### Problem
Line by line, copy all of the data exactly.

[Collection entries]
______

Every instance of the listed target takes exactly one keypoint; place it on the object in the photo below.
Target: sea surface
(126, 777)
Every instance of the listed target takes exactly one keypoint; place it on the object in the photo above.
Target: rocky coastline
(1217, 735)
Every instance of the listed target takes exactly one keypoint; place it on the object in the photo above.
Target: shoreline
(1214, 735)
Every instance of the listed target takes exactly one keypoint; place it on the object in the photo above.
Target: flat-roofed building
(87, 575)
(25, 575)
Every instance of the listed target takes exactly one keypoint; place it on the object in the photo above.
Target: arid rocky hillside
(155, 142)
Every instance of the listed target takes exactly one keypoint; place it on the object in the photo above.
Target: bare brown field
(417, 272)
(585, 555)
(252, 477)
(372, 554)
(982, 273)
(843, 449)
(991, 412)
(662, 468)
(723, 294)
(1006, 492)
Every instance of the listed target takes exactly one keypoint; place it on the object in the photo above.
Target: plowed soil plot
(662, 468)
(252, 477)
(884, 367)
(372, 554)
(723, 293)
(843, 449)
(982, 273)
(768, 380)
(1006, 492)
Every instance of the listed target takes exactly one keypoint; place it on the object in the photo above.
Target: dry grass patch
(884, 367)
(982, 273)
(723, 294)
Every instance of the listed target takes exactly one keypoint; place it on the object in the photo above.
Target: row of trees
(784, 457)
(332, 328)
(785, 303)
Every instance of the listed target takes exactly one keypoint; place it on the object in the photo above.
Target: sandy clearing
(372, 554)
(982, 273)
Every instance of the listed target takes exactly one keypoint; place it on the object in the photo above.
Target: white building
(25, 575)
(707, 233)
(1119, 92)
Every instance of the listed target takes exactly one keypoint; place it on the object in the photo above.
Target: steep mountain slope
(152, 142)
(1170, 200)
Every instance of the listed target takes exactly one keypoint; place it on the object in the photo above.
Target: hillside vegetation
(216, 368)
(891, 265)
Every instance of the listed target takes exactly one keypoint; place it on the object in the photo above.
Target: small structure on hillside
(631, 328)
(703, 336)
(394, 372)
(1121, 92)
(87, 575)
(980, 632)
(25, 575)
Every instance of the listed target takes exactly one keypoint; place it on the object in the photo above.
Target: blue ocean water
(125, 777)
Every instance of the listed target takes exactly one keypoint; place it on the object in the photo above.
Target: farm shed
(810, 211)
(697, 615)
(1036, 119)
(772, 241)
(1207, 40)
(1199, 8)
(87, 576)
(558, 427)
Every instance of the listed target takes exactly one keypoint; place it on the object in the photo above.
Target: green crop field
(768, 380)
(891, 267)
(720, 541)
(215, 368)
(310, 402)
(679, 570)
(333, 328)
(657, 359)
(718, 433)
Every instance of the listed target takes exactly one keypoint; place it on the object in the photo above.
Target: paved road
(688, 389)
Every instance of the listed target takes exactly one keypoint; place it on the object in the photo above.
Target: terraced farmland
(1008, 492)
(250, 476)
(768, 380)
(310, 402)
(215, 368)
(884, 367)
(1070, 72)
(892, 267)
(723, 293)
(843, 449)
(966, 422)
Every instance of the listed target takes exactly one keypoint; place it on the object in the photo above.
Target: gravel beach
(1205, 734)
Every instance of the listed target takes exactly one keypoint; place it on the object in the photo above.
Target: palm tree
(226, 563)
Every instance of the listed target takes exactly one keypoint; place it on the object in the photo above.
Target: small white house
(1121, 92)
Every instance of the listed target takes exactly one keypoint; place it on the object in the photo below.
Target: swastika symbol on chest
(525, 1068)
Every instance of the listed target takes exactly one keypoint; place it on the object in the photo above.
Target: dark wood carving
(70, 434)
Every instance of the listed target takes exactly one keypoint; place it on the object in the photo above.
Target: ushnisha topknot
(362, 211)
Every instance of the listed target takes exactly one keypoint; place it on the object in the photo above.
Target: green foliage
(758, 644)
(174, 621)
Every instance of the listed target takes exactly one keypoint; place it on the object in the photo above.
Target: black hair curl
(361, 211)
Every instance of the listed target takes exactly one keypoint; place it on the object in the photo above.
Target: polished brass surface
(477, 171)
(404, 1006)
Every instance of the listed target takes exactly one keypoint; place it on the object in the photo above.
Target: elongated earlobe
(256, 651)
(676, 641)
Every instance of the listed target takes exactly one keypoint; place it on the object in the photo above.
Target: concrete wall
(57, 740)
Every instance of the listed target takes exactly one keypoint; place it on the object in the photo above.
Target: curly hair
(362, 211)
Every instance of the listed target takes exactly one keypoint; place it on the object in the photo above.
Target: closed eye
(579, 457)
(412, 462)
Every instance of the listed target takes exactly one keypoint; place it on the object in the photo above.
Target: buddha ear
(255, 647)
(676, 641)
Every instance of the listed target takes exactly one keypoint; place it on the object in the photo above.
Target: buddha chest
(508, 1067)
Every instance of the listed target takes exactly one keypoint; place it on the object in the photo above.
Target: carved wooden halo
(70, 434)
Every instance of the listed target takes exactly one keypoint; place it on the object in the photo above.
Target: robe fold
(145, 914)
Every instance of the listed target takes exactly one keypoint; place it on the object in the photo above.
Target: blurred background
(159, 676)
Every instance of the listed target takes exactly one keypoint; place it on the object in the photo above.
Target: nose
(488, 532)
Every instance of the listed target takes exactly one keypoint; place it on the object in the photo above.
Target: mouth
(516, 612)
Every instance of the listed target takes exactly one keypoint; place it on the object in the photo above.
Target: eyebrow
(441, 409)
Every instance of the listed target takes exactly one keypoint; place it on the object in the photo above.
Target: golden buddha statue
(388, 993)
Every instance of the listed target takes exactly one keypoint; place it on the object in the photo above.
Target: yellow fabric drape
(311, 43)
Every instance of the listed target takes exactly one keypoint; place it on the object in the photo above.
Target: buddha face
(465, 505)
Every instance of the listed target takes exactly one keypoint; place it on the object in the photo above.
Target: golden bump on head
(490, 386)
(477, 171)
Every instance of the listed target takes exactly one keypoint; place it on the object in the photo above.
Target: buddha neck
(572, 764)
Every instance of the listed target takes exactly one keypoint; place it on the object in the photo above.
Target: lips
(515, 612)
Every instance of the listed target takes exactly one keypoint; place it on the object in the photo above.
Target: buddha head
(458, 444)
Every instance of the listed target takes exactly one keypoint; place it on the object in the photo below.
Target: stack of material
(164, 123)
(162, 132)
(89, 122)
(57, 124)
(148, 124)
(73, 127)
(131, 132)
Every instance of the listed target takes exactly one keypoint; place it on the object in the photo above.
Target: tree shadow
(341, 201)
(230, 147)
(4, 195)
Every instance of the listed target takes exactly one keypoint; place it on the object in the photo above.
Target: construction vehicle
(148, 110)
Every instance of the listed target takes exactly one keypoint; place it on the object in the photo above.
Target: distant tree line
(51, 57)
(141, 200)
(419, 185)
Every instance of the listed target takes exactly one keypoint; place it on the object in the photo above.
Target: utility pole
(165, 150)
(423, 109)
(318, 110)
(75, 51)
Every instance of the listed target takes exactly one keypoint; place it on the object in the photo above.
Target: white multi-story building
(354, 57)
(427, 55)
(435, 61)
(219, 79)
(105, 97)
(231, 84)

______

### Problem solution
Every instance of the listed target takes exactly one keypoint; place it on the object in the photo below.
Target: sea surface
(126, 777)
Every instance of the listed target takes exactly one keypoint; place it on the object in the photo above.
Target: rocky coastline
(1217, 735)
Every instance of the listed target takes exactly one keypoint; place it on the object in the photo above.
Target: shoreline
(1214, 735)
Every instance of the listed target takes exactly one keypoint; place it on the object in the photo above.
Target: flat-roofed building
(87, 575)
(25, 575)
Every instance of the listed target takes exactly one keypoint; place it on the object in the photo above.
Target: arid rocky hillside
(155, 142)
Every instance of the listed target takes exactly one keypoint; place it on the object in the photo above.
Target: bare brown field
(417, 272)
(585, 555)
(252, 477)
(372, 554)
(982, 273)
(843, 449)
(991, 412)
(662, 468)
(723, 294)
(1006, 492)
Every instance of the listed target takes exactly one keypoint; place it on the object in the photo above.
Target: plowed soil plot
(662, 468)
(252, 477)
(884, 367)
(372, 554)
(723, 293)
(843, 449)
(982, 273)
(768, 380)
(1006, 492)
Every instance of the listed target takes exactly one keypoint; place it on the object in the photo above.
Target: dry grass patch
(884, 367)
(982, 273)
(723, 294)
Every instance of the listed target takes exactly one keypoint; place it on the object in the photo above.
Target: row of trees
(784, 457)
(332, 328)
(785, 303)
Every instance of the listed target takes exactly one keypoint; place it on the object in the photo above.
Target: sandy clearing
(372, 554)
(982, 273)
Every instance of the listed target takes exactly one keypoint; place it on the object in the photo above.
Target: white building
(25, 575)
(707, 233)
(1119, 92)
Every instance of the listed target takes exactly one keypoint; place it on the object in the photo above.
Target: steep mountain slope
(152, 142)
(1170, 200)
Every instance of the listed target takes exactly one keypoint; place it on the object in the photo above.
Target: hillside vegetation
(216, 368)
(891, 265)
Every instance of the listed target takes exactly one keypoint; place it on the object in the photo above.
Target: small structure on hillside
(631, 328)
(703, 336)
(394, 372)
(1121, 92)
(87, 575)
(980, 632)
(25, 575)
Every instance of the listed target takes exactly one keypoint; place it on the object in the photo above.
Target: blue ocean water
(125, 777)
Every instance of the listed target takes exactly one keypoint; place it on the object in the photo above.
Target: farm shed
(810, 211)
(697, 615)
(1036, 119)
(772, 241)
(1207, 40)
(1199, 8)
(87, 576)
(558, 427)
Every instance of the listed target takes exactly one keypoint; place it on the object in the photo above.
Target: green crop field
(768, 380)
(891, 267)
(720, 541)
(215, 368)
(310, 402)
(679, 570)
(333, 328)
(657, 359)
(718, 433)
Every instance of the listed target takes exactly one keypoint; place it on the object in the photo above.
Target: paved road
(688, 389)
Every instance of the listed target takes exactly one keypoint; place it on the object in the photo above.
Target: terraced farmland
(1008, 492)
(250, 476)
(768, 380)
(310, 402)
(215, 368)
(884, 367)
(1070, 72)
(892, 267)
(723, 293)
(843, 449)
(966, 422)
Every instance of the listed target takes exactly one keypoint; place it on the object in the photo above.
Target: gravel beach
(1205, 734)
Every instance of the listed target takes exactly one keypoint; place it on the object in the photo above.
Target: palm tree
(226, 563)
Every instance of the listed target takes exactly one keypoint; place it on the object in the photo above.
Target: small white house
(1121, 92)
Every instance of the listed target takes exactly one keypoint; place it on the object in the photo below.
Target: swastika symbol on chest
(525, 1068)
Every instance of the listed target takes exactly one keypoint; place it on the object in the photo above.
Target: dark wood carving
(70, 434)
Every instance of the listed target takes exactly one keypoint; place it on the object in the photo above.
Target: ushnisha topknot
(362, 211)
Every instance of the listed target takes exactly one keypoint; place it on the object in the photo above.
Target: green foliage
(758, 644)
(174, 621)
Every instance of the listed target takes exactly one keypoint; place it on the object in the photo above.
Target: black hair curl
(361, 211)
Every instance of the listed target takes exactly one keypoint; place it on the object in the photo above.
Target: polished brass surface
(477, 171)
(404, 1006)
Every instance of the listed target takes exactly one keypoint; place it on the object in the photo above.
Target: elongated earlobe
(256, 651)
(676, 641)
Every instance of the listed target takes exactly one keypoint; place it on the object in the photo above.
Target: concrete wall
(57, 740)
Every instance of the listed target takes exactly one keypoint; place it on the object in the photo above.
Target: curly hair
(362, 211)
Every instance of the listed target takes exactly one keypoint; place it on the object in the photo above.
Target: closed eye
(579, 457)
(412, 462)
Every instance of the listed target takes exactly one keypoint; place it on the object in the photo above.
Target: buddha ear
(255, 647)
(676, 641)
Every instance of the listed target takes exactly one keypoint; place it on the object in the photo above.
Target: buddha chest
(508, 1067)
Every instance of the listed target takes exactly one keypoint; place it on the object in the photo above.
Target: carved wooden halo
(70, 434)
Every instance of the listed target takes exactly one keypoint; place it on the object in the photo above.
Target: robe fold
(145, 914)
Every instance of the listed target takes exactly one keypoint; place it on the object in the photo above.
Target: blurred background
(159, 676)
Every instance of the listed target takes exactly one keypoint; place it on the object in the photo above.
Target: nose
(488, 532)
Every instance of the listed target takes exactly one keypoint; place it on the object in the photo above.
Target: mouth
(516, 612)
Every instance of the listed target takes exactly one keypoint; place it on the object in the photo above.
Target: eyebrow
(441, 409)
Every instance of the listed target takes exactly one keypoint; place it on the object in the photo above.
Target: golden buddha statue
(388, 993)
Every instance of the listed target takes exactly one keypoint; place it on the object in the photo above.
Target: yellow fabric drape
(311, 43)
Every instance of the listed target takes exactly one keypoint; place it on the object in the photo above.
Target: buddha face
(465, 505)
Every instance of the listed target takes exactly one keypoint; place it on the object in the photo above.
Target: golden bump on head
(490, 386)
(477, 171)
Every instance of the listed target takes exactly one keypoint; place it on the object in the photo above.
Target: buddha neck
(572, 764)
Every instance of the listed target takes exactly one keypoint; place it on the object in the photo above.
Target: lips
(515, 612)
Every instance of the listed target takes exactly one keypoint; place it on the object in the photo above.
Target: buddha head
(458, 444)
Every instance of the listed target takes exactly one keypoint; place it on the object in the photo below.
Target: stack of material
(164, 123)
(162, 132)
(89, 122)
(57, 124)
(148, 124)
(73, 127)
(131, 132)
Every instance of the listed target takes exactly one keypoint; place it on the object in the photo above.
Target: tree shadow
(341, 201)
(230, 147)
(4, 195)
Every instance of the listed target takes exactly one keypoint; place it on the object in the photo above.
Target: construction vehicle
(148, 110)
Every instance of the listed target takes exactly one keypoint; place it on the object in the photo above.
Target: distant tree line
(51, 57)
(141, 200)
(419, 185)
Every instance of the listed target takes exactly one keypoint; place it on the object in the photo above.
Target: utility pole
(165, 150)
(423, 109)
(318, 110)
(75, 51)
Every instance of the listed target takes exactly one keypoint; place it on the object in the photo above.
Target: white multi-story building
(354, 57)
(427, 55)
(435, 61)
(219, 79)
(105, 97)
(231, 84)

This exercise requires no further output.